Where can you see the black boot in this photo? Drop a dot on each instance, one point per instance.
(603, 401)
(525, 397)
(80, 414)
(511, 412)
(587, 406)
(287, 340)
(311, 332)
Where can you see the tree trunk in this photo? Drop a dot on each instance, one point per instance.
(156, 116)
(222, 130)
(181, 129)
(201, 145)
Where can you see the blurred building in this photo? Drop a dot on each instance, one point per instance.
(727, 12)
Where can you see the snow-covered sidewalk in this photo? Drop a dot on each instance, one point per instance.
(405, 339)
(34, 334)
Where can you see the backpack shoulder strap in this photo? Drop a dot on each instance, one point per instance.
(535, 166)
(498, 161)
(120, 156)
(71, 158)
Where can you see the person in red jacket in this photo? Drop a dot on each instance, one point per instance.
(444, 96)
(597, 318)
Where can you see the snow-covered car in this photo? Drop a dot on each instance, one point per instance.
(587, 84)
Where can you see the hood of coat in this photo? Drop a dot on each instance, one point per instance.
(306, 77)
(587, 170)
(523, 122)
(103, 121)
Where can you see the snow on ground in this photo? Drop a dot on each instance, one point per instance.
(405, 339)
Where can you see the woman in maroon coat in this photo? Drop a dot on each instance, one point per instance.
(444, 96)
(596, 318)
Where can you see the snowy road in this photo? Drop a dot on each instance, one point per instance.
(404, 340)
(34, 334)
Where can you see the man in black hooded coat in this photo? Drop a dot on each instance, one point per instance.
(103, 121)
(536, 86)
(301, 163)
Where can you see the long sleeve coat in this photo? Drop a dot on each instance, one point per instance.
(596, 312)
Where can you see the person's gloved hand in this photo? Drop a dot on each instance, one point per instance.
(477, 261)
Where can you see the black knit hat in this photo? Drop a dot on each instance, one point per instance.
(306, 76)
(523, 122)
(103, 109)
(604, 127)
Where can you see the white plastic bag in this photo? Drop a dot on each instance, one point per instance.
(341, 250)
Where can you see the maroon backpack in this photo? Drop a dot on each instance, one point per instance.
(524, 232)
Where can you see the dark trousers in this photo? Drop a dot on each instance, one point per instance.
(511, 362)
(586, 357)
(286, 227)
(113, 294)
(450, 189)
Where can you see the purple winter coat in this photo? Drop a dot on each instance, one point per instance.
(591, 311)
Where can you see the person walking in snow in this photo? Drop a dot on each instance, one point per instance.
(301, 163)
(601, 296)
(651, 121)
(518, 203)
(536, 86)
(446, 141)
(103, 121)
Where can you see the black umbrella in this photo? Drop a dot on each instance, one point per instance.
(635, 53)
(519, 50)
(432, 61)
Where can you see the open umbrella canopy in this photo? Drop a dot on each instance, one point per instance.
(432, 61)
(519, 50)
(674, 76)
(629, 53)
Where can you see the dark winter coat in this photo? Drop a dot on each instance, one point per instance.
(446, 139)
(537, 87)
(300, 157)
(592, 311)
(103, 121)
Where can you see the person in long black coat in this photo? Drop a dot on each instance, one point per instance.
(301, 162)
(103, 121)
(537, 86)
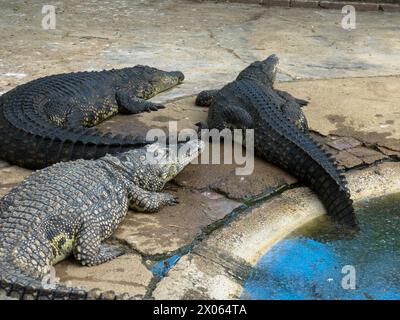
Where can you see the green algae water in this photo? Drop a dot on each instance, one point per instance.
(317, 261)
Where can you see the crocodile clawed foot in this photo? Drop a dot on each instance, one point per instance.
(155, 107)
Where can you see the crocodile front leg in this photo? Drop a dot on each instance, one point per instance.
(148, 201)
(229, 116)
(128, 104)
(90, 251)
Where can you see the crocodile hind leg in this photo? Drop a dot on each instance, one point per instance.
(288, 97)
(148, 201)
(89, 250)
(128, 104)
(292, 110)
(205, 98)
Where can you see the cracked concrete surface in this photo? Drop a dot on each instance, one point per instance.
(351, 78)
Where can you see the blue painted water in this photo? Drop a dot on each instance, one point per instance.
(309, 263)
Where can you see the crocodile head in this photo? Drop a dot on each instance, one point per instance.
(155, 80)
(155, 164)
(263, 71)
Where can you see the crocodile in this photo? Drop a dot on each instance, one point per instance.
(70, 208)
(52, 119)
(281, 134)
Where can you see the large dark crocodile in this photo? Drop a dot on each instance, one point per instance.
(70, 208)
(51, 119)
(280, 133)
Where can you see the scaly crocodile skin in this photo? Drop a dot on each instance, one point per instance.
(281, 133)
(70, 208)
(51, 119)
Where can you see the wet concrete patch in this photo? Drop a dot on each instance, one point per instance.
(173, 227)
(246, 238)
(123, 274)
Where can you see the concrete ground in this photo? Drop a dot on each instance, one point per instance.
(223, 222)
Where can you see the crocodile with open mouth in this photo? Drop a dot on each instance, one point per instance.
(52, 119)
(71, 207)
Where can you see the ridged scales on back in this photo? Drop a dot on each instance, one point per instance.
(70, 208)
(51, 119)
(280, 133)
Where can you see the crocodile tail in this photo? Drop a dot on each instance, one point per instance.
(16, 285)
(300, 155)
(38, 150)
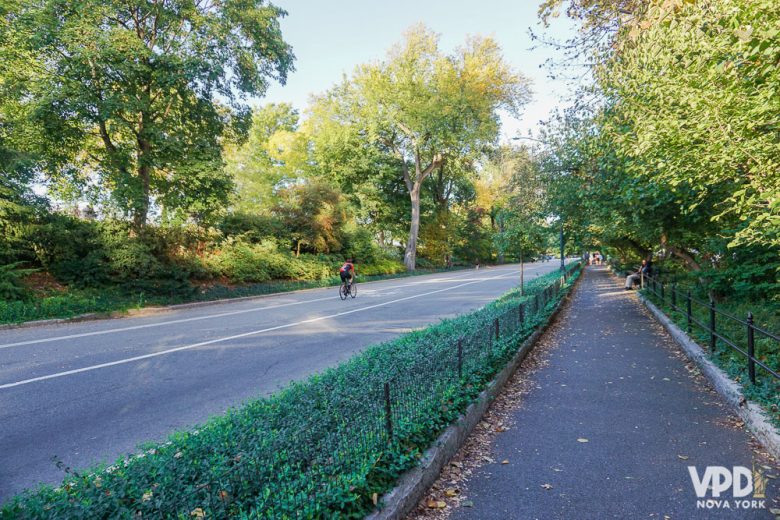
——
Please quote all of the records above word for word, leaving the pictures out.

- _Written reply_
Where can you see the black boot in this photo? Drop a dot on each instance, one point per instance.
(603, 401)
(525, 397)
(80, 414)
(511, 412)
(587, 406)
(287, 340)
(311, 332)
Where can you see the tree trunk in this photo? Drop a dot on each instance, one point per instance.
(156, 116)
(222, 130)
(181, 129)
(201, 145)
Where can you see the blurred building in this photo? Drop a dot on each instance, one point per instance.
(727, 12)
Where can you see the snow-covered sidewalk in this photo? Drop a dot on each instance, one point per instance.
(405, 339)
(34, 334)
Where can you see the backpack shoulder strap in this photo? Drop a dot on each instance, one point per instance.
(535, 166)
(498, 161)
(120, 156)
(71, 158)
Where can you see the person in red jacket in this photo? Drop a dot on each instance, one point per instance.
(444, 96)
(597, 318)
Where can you see the snow-covered car in this photo? Drop a dot on each instance, one point per instance.
(587, 84)
Where can you see the hood of coat in this photo? Drop a dot on each instance, one point per instance.
(306, 77)
(587, 170)
(523, 122)
(103, 121)
Where can you see the snow on ground in this photo? Drop a dot on each instance, one point per instance.
(405, 339)
Where can you see the woman in maroon coat in this photo? Drop a dot on each instance, one point per instance.
(444, 96)
(596, 318)
Where can you see the snowy road in this photo? Drop a dot on each instance, one point per instance.
(404, 340)
(34, 334)
Where can you see the man in black hooded coat in this photo? Drop a dot on each instance, one point per instance.
(103, 121)
(536, 86)
(301, 163)
Where can you see the long sleeve coat in this photo? Drop a dot on each instance, one point per instance.
(596, 312)
Where can you see the person's gloved hand in this photo? Drop a dot on each instance, one point per instance.
(477, 261)
Where can you see the black knit hat in this photo? Drop a dot on each instance, one point per instance.
(306, 76)
(523, 122)
(103, 109)
(604, 127)
Where can you see the white plastic bag in this photo? Drop a dot on each instance, one point per instance.
(341, 250)
Where can you see the maroon backpack in this photo? Drop a dot on each instance, one point per instance.
(524, 232)
Where can you see the dark trousers in this photo? Drop a dot on each instance, one point per instance.
(511, 362)
(586, 357)
(286, 227)
(113, 294)
(450, 189)
Where can you see the purple winter coat in this photo? Drop a dot on each instance, one point per instance.
(591, 311)
Where can you see the person walking in snow in this photo? Drop a dot on each instance, one point per instance.
(301, 163)
(601, 296)
(651, 121)
(518, 203)
(536, 86)
(446, 141)
(103, 121)
Where can you see the black umbrella in this photo? Drop a dot on each instance, one point per instance.
(635, 53)
(519, 50)
(432, 61)
Where can you see the open umbrella canopy in this photo? Drop a dot on each instance, one point per instance.
(432, 61)
(519, 50)
(674, 76)
(629, 53)
Where can you see the dark winter coat in this photo? Drop a dot on each instance, one point per instance.
(446, 139)
(537, 87)
(300, 157)
(592, 311)
(103, 121)
Where can you see the person in long black coat in this photo? Drop a dot on each instance, one point per instance.
(301, 162)
(103, 121)
(537, 86)
Where can you see the green algae water in this photo? Drop a dot on each instance, one point per instance.
(317, 261)
Where can you see the crocodile clawed foot in this photo? Drop a dot on each instance, one point per instance.
(155, 107)
Where can you see the crocodile front leg in this photo? Drop a dot on each instance, one point per instance.
(148, 201)
(229, 116)
(128, 104)
(90, 251)
Where can you see the crocodile hind leg in this photo? Drop a dot on each instance, one point per instance.
(288, 97)
(148, 201)
(89, 250)
(128, 104)
(292, 110)
(205, 98)
Where can you see the cracked concrete surface in this photo? Drop a dot on each instance, one point per instance.
(351, 78)
Where can you see the blue painted water in this photo? Drop a dot on each instance, one point per instance.
(309, 263)
Where can you see the crocodile head in this photo? Drop a dot on each instance, one point per instance.
(155, 80)
(155, 164)
(263, 71)
Where can you see the crocodile in this photo? Drop a dot on each instance, one point per instance.
(70, 208)
(52, 119)
(281, 134)
Where can you see the large dark crocodile in this photo? Drop a dot on each instance, one point per instance.
(70, 208)
(51, 119)
(280, 133)
Where can you see the scaly crocodile skin in this photo? Drop a dot on each instance, one point per instance.
(281, 133)
(70, 208)
(51, 119)
Where can you see the wet concrete patch in this photo? Drop a dot on each instance, one point per instance.
(173, 227)
(246, 238)
(123, 274)
Where can you see the concrete ground in this photo? Drop a dot on each instance, one point per instance.
(223, 222)
Where can you see the crocodile with open mouth in this photo? Drop a dot on each instance, one point per instance.
(52, 119)
(71, 207)
Where can you see the ridged scales on back in this photo? Drop a dot on each instance, one point per instance.
(70, 208)
(51, 119)
(280, 133)
Where can you see the crocodile tail in this photo? Drop a dot on each instance, one point per instance.
(16, 285)
(300, 155)
(38, 150)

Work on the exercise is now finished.